_GIVEN TEXT_:
About an hour after our stop in immigration for South
Africa, we turned off the highway to the Kruger National Park entrance. The
buses pulled to a stop while our guide (the drivers called him Big Ray) went
into the office with our ship’s escort to register our arrival. As I sat in the
bus I looked out at some large clumps of what at first I thought were stones.
Nope. Elephant poop! Really? Here at the entrance to the park? I smiled. I
could hardly wait to begin.
We were barely through the park entrance when we spotted our
first giraffe. It was a young one according to Big Ray who used to be a park
ranger. Eyes straining to see into the underbrush and trees, we rode another
half hour or so to our lodge, the Lukimbi. It was amazing. More than I could have
imagined even after seeing the pictures on the website. After a brief
introduction and the signing of a waiver just in case we should become a lion’s
snack, we were led to our rooms.
The bungalow was luxury—remember we’d spent 70 days in a 250
square foot room on the ship. We had a bedroom, a sitting area and a huge bath
with an indoor and outdoor shower. The only uncomfortable part was that there
were no shades to draw in the bathroom. You had to figure that anyone who stood
out in the wilderness before us at night deserved what they saw.

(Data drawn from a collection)
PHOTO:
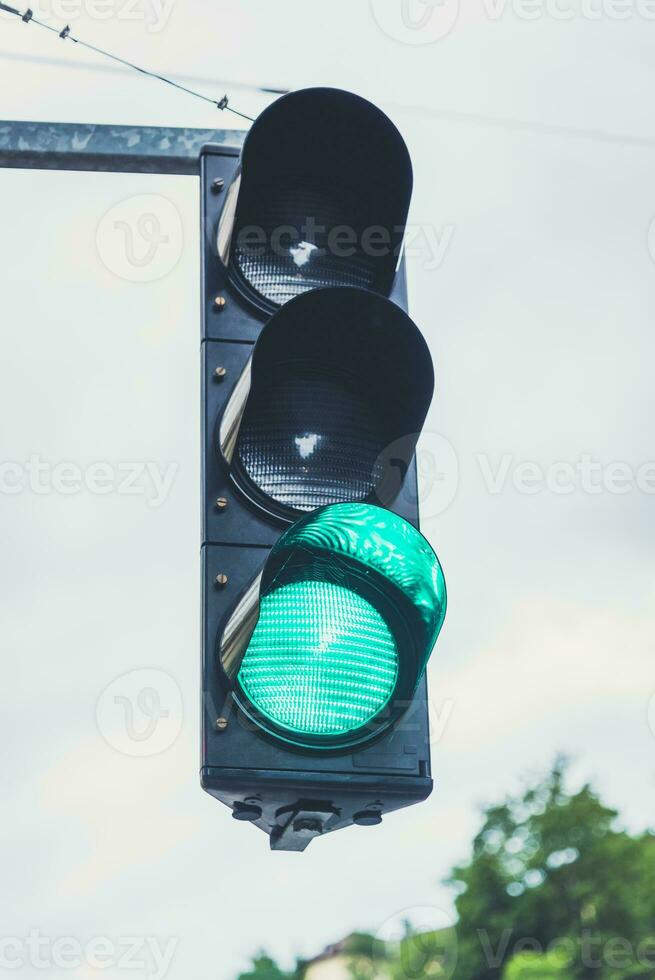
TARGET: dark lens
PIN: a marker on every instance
(302, 240)
(312, 439)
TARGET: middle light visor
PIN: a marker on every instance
(338, 376)
(312, 437)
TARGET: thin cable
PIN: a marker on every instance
(65, 34)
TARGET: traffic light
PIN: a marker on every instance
(321, 599)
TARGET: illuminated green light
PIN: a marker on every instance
(321, 661)
(352, 598)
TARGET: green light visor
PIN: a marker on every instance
(351, 600)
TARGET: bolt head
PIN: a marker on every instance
(243, 811)
(367, 818)
(307, 825)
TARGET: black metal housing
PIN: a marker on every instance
(286, 791)
(351, 165)
(353, 333)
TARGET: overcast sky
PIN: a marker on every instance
(532, 279)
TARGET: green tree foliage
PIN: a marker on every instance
(539, 966)
(264, 968)
(550, 871)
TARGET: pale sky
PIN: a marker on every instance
(533, 145)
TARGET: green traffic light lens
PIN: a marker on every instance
(351, 600)
(321, 662)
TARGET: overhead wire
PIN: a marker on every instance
(65, 34)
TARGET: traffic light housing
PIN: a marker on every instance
(316, 384)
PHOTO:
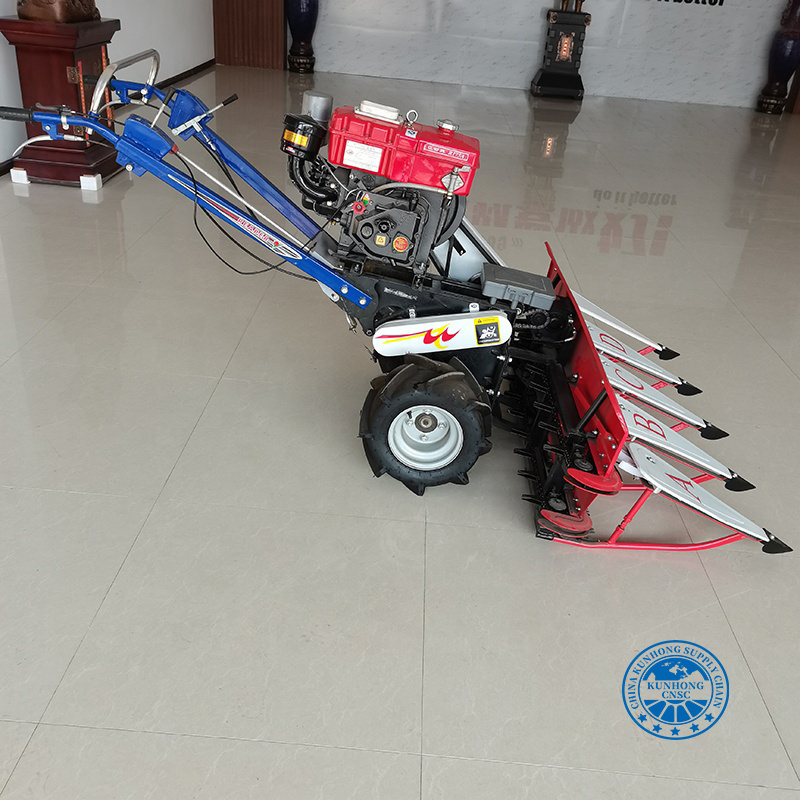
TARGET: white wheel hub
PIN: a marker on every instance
(425, 437)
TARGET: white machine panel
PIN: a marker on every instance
(447, 332)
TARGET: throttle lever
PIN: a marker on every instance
(195, 121)
(164, 105)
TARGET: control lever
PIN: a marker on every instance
(164, 106)
(195, 121)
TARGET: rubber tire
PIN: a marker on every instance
(414, 385)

_WORK TO DO_:
a - In the Kruger park account, what was the name of the lodge?
b - Turn the records, from the line with "TARGET: control lever" through the end of the records, into a Markdown table with columns Row and Line, skipping any blank lines.

_IN RESPONSE_:
a - The Lukimbi.

b -
| Row | Line |
|---|---|
| 1 | TARGET: control lever |
| 2 | PIN: a marker on every instance |
| 3 | (164, 106) |
| 4 | (195, 121) |
| 5 | TARGET: rubber tire |
| 6 | PIN: a marker on every instance |
| 7 | (414, 385) |